[Provided material]
--------------------------------
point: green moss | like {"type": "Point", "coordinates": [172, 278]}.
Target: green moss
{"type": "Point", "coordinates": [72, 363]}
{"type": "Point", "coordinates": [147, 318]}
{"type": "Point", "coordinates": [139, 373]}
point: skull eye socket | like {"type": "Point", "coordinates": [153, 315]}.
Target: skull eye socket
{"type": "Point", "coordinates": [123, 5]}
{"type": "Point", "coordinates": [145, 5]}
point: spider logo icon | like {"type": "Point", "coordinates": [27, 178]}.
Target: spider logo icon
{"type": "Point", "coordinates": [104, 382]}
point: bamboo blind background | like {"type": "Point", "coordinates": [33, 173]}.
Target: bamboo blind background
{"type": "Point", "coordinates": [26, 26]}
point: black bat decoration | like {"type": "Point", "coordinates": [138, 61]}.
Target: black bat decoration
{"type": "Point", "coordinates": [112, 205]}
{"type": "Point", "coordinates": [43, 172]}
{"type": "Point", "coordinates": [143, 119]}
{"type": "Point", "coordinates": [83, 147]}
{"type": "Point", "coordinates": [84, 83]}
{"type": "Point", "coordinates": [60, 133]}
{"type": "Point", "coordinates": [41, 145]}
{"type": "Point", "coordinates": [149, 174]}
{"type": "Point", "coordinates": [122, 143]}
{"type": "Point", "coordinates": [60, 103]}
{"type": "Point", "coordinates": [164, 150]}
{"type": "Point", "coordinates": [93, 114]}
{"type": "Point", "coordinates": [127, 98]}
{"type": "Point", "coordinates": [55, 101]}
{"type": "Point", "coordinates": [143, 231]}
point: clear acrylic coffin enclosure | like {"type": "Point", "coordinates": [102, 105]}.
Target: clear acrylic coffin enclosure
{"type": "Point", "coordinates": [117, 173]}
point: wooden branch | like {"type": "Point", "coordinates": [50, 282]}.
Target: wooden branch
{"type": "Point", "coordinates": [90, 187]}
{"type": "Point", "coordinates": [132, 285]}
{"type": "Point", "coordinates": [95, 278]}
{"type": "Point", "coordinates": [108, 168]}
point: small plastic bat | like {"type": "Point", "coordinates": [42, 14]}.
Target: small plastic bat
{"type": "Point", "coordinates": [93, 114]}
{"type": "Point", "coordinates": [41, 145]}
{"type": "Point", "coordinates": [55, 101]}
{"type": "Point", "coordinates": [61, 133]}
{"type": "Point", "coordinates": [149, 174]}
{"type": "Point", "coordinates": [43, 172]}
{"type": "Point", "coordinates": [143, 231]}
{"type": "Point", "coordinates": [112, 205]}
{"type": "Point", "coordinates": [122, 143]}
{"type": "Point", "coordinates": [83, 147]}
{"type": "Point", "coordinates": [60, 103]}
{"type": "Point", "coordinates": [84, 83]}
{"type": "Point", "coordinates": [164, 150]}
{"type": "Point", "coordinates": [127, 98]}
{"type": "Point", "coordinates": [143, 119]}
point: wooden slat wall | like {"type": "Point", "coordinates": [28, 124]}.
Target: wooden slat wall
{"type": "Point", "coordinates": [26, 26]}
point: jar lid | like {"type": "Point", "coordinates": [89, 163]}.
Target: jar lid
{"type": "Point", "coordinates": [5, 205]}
--------------------------------
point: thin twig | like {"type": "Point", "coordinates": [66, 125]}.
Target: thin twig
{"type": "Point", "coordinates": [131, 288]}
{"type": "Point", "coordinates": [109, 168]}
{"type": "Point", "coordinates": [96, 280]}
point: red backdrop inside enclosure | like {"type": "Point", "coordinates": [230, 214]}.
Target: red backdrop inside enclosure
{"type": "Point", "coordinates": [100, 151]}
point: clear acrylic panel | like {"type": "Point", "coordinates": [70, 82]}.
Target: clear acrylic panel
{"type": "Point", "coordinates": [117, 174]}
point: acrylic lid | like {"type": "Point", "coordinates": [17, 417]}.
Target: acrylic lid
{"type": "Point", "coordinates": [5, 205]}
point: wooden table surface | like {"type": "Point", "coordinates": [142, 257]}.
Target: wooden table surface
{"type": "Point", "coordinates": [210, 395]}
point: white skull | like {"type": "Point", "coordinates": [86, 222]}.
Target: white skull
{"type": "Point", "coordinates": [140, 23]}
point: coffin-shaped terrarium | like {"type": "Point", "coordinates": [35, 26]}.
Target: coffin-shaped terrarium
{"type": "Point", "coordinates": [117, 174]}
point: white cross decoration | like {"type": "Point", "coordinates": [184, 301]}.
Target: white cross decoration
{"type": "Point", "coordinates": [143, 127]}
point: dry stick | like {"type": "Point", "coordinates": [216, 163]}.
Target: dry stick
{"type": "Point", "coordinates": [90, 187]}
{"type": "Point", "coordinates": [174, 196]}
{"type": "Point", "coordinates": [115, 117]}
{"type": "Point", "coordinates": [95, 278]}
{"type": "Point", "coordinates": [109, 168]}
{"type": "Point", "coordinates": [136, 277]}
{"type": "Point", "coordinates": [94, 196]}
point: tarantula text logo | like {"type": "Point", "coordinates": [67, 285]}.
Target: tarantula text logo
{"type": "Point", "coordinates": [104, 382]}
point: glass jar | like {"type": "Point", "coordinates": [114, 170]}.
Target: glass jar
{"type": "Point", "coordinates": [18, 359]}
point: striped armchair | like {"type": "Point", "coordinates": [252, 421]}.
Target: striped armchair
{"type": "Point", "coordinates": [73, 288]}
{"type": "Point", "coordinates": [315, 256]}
--------------------------------
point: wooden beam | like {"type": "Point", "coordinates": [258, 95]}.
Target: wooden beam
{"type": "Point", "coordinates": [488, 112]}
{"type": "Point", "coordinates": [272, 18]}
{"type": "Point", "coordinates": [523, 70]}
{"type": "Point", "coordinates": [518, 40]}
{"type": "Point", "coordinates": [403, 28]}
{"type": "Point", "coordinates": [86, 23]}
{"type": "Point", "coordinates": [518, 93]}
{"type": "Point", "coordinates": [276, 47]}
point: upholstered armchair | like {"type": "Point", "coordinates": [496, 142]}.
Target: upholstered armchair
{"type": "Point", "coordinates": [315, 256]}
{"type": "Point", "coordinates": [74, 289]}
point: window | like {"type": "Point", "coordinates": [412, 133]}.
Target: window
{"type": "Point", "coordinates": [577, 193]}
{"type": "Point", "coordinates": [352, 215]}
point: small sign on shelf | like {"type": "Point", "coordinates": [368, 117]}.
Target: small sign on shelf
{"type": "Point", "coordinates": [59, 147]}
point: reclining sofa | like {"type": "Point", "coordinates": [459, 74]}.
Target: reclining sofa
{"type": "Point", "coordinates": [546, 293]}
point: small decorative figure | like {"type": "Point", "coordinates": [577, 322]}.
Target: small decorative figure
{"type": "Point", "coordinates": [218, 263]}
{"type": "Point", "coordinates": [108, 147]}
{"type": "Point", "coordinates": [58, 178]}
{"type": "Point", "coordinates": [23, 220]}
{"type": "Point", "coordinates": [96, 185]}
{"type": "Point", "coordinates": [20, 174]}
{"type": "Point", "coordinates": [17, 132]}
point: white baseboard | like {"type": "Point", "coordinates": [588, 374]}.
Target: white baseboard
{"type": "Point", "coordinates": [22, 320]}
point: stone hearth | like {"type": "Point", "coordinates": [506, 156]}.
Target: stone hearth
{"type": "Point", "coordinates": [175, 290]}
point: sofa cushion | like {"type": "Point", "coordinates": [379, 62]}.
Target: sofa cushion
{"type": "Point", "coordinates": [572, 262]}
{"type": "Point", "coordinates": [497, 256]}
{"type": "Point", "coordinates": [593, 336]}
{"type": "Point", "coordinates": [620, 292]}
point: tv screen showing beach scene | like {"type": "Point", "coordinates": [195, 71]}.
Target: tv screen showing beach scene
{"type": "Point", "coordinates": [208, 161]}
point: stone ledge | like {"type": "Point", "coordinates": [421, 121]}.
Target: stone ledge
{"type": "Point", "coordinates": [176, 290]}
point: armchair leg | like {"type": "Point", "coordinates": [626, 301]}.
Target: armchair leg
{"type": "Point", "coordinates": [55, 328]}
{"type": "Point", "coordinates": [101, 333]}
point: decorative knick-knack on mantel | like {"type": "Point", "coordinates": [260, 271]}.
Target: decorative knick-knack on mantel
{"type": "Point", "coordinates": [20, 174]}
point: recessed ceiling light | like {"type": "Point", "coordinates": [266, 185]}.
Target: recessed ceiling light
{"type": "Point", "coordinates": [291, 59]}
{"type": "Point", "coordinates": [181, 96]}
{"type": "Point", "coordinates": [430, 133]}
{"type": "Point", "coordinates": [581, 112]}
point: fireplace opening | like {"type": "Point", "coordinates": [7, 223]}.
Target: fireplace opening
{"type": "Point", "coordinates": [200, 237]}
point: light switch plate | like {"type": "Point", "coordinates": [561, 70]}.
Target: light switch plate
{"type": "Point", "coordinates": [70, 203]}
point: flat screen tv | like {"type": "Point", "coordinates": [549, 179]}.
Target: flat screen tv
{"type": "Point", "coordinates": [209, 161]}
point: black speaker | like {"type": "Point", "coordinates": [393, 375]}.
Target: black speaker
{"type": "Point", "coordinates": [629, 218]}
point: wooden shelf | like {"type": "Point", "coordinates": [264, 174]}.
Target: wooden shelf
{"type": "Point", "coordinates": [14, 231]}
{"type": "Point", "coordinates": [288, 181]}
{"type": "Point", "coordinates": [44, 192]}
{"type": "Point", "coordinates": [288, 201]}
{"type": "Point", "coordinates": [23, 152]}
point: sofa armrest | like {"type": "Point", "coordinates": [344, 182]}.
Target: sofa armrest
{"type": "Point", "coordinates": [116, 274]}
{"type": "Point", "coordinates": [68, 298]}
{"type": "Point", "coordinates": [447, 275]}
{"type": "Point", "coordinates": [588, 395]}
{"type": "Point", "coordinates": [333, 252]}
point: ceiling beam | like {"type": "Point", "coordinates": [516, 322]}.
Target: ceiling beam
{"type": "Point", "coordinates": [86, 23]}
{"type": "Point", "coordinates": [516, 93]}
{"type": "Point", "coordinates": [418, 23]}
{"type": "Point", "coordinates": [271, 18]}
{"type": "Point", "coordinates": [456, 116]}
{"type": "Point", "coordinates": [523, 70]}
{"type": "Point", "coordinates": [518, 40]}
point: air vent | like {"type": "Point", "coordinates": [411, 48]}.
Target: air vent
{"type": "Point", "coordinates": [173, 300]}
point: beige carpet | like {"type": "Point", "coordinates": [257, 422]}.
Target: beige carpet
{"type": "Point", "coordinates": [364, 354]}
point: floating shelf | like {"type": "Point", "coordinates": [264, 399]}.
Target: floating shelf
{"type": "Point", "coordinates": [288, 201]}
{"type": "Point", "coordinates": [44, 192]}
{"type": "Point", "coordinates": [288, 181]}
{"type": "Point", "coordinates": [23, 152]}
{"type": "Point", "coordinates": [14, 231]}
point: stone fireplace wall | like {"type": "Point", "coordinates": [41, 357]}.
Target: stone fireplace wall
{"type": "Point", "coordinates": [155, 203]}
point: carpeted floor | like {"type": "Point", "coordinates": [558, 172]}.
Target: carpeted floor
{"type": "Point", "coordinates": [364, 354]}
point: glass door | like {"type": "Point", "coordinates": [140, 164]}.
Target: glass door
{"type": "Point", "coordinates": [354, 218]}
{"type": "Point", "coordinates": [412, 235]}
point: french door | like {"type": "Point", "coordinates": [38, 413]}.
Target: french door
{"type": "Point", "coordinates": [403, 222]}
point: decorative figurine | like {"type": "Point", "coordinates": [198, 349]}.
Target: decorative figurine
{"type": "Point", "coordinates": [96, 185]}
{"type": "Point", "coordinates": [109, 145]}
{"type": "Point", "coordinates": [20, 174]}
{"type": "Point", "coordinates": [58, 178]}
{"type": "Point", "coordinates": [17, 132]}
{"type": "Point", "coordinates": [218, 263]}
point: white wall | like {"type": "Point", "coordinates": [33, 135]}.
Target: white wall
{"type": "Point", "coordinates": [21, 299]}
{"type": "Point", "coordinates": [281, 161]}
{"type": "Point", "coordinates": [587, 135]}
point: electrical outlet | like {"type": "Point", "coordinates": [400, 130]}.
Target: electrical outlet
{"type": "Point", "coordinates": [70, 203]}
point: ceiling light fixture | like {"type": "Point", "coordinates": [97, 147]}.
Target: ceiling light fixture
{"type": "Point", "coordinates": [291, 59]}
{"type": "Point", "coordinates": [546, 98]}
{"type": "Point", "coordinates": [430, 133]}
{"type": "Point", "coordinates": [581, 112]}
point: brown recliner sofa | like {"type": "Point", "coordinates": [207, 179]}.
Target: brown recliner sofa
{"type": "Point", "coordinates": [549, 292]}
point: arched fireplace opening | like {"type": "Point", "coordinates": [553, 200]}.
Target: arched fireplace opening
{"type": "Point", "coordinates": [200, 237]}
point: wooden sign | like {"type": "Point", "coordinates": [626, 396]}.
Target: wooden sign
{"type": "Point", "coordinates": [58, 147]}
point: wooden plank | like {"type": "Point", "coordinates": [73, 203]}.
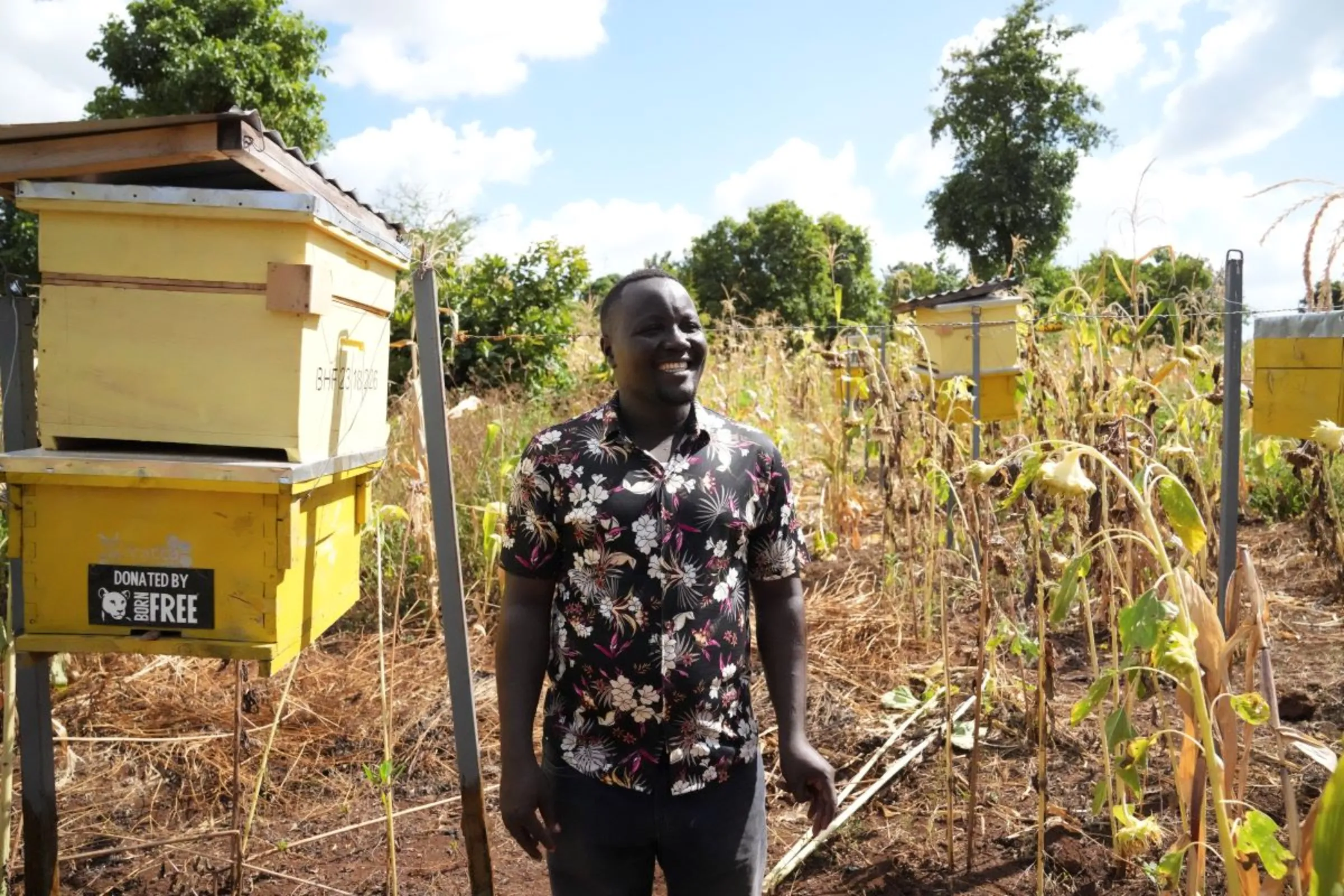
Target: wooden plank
--------------------------------
Report how many lines of the records above contain the string "acrylic", treating uppercase and lowercase letters as different, and give only that number.

6